Work task:
Print the lines that run from the line with "219, row 374." to the line with "303, row 260.", keeping both end lines, exactly as they appear in the entries below, and nothing else.

Dataset items:
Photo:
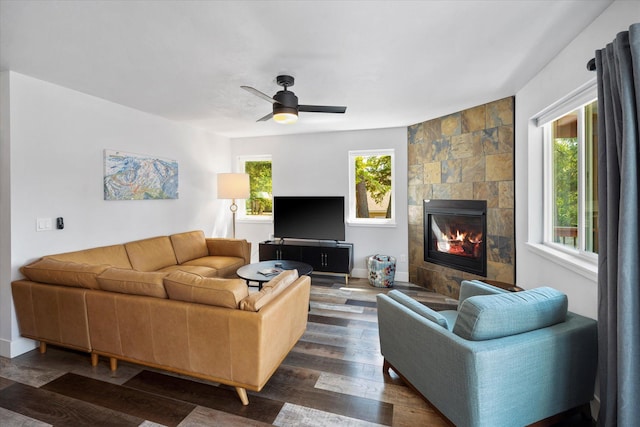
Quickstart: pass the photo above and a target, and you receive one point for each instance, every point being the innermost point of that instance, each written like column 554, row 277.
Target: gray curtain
column 618, row 69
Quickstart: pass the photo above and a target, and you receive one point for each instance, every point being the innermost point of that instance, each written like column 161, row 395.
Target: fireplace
column 455, row 234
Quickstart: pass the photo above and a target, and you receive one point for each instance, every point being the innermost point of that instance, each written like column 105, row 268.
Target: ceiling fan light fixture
column 285, row 115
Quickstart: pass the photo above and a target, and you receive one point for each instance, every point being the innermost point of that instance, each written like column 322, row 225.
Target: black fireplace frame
column 473, row 208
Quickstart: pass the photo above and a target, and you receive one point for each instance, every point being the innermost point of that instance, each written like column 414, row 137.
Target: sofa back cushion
column 487, row 317
column 126, row 281
column 191, row 287
column 419, row 308
column 151, row 254
column 470, row 288
column 66, row 273
column 269, row 291
column 114, row 255
column 189, row 245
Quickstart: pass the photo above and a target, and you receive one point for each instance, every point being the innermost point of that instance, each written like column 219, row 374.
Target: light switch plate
column 44, row 224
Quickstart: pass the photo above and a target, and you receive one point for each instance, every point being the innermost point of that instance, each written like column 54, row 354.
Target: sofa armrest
column 471, row 381
column 240, row 248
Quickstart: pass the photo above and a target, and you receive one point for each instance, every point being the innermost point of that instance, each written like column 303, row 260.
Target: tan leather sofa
column 169, row 302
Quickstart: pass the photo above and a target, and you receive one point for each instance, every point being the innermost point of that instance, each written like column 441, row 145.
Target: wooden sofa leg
column 242, row 393
column 385, row 367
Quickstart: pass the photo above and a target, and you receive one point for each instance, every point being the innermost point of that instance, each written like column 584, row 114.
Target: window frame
column 351, row 216
column 575, row 102
column 241, row 214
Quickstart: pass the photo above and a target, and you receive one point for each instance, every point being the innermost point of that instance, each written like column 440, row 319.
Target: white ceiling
column 392, row 63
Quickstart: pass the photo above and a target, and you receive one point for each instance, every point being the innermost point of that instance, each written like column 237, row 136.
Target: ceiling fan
column 285, row 103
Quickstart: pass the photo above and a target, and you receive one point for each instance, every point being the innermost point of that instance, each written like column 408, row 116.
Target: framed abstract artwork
column 129, row 176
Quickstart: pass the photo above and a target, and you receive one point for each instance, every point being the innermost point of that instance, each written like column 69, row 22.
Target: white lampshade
column 233, row 186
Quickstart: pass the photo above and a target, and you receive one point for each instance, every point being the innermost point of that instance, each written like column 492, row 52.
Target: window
column 371, row 187
column 571, row 180
column 259, row 205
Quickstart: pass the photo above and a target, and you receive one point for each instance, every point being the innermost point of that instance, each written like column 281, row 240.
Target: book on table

The answer:
Quickstart: pass the photo above and a target, and you receive one point for each instance, every point being the innermost point of that instance, each written like column 219, row 374.
Target: light switch plate
column 44, row 224
Quickstart: pass the photo above and a target, and you receive one point for each instance, every point being the innermost point of that instance, each written like column 54, row 354.
Target: sofa armrest
column 471, row 381
column 240, row 248
Quickstart: pass the photo above and a target, and you receive one point for each instance, every point being the innermost point of that instance, each written like column 303, row 260.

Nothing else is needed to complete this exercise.